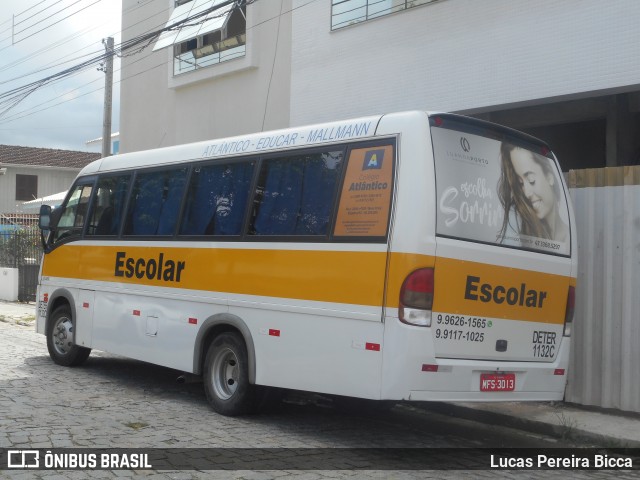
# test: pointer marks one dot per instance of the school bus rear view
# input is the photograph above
(407, 256)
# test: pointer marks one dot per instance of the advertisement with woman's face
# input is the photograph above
(497, 192)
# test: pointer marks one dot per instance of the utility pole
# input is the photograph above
(108, 97)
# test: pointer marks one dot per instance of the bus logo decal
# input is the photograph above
(373, 159)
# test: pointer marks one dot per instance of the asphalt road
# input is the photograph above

^^^^^^^^^^^^^^^^

Update everything from the line containing "# test: pointer marks one dot per instance of the asphalt" down to the end of the records, replacing "asphalt road" with "painted crosswalk" and leaving all else unchanged.

# test: pointer marks one dot per instance of the painted crosswalk
# input is the photograph above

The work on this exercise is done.